-- Begin DOCUMENT EXTRACT --

AT&T’s mission statement is simple: “To inspire human progress through the power of communication and entertainment.” To achieve such an immense goal, AT&T could not just be a phone company.
AT&T, one of the top ten Fortune 500 companies, is now four distinct business units: AT&T Communications, which provides cable, internet, and phone services totaling more than $144 billion in revenue annually in the U.S., WarnerMedia (with fixture HBO) adding nearly $19 billion, AT&T Latin America with over $7 billion, and finally, Xandr’s nearly $2 billion contribution of advanced advertising solutions, which powers the data intelligence gathered from customer insights from parts of all the aforementioned AT&T businesses. Together, the new AT&T is “reinventing the way the media and entertainment industry works for consumers, content creators, distributors and advertisers.” This involves using customer data, such as viewing habits, likes/dislikes, and browsing history, all with the appropriate levels of permission, aggregation, and other safeguards. Some of the data can be considered quite private, so issues of trust, clarity, and choice are important.
AT&T’s company profile articulates that by “bringing together the four key elements that define a modern media company (Premium Content, Direct-to-Consumer Relationships, Advertising Marketplace, and High Speed Networks), [AT&T] sets up a virtuous cycle: Great content delivered to more and more consumers over high-speed networks drives broader and deeper customer engagement. Deeper engagement provides greater customer insights into the content our customers enjoy. Those insights inform the creation of new content and facilitate relevant targeted advertising that drives even deeper engagement.” To be part of the “virtuous cycle” and participate in “deep engagement,” customers must first be willing to share their data. Customers should thoughtfully consider individual privacy settings and the resulting experiences those permissions provide or deny.

-- End DOCUMENT EXTRACT --

* _GIVEN REQUEST A_:
Quote the stretch of the AT&T passage from "AT&T’s mission statement" through "a phone company." word for word.

-- Begin DATA FOR THIS TASK --

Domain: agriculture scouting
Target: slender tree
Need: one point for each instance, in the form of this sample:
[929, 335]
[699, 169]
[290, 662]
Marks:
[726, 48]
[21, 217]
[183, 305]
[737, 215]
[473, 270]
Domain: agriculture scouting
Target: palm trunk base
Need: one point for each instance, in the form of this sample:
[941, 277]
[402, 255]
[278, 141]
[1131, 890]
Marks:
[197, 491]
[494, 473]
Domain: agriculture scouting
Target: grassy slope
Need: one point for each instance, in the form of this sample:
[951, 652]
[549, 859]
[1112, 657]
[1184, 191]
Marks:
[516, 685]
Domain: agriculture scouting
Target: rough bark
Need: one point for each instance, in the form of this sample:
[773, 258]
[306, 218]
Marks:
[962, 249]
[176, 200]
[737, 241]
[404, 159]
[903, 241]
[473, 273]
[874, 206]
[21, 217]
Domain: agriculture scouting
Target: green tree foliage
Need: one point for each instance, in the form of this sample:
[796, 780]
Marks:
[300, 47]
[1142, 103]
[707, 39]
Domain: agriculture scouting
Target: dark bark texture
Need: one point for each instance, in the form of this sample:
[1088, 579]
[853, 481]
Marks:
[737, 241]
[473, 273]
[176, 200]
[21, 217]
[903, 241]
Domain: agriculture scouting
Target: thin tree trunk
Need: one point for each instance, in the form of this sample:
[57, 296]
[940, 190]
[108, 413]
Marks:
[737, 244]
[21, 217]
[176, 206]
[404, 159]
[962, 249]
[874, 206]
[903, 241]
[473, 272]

-- End DATA FOR THIS TASK --

* _GIVEN REQUEST B_:
Count the lines of the records that contain the string "bark", treating uppercase and lowercase as different. Reply with the number alone.

* _WRITTEN RESPONSE A_:
AT&T’s mission statement is simple: “To inspire human progress through the power of communication and entertainment.” To achieve such an immense goal, AT&T could not just be a phone company.

* _WRITTEN RESPONSE B_:
2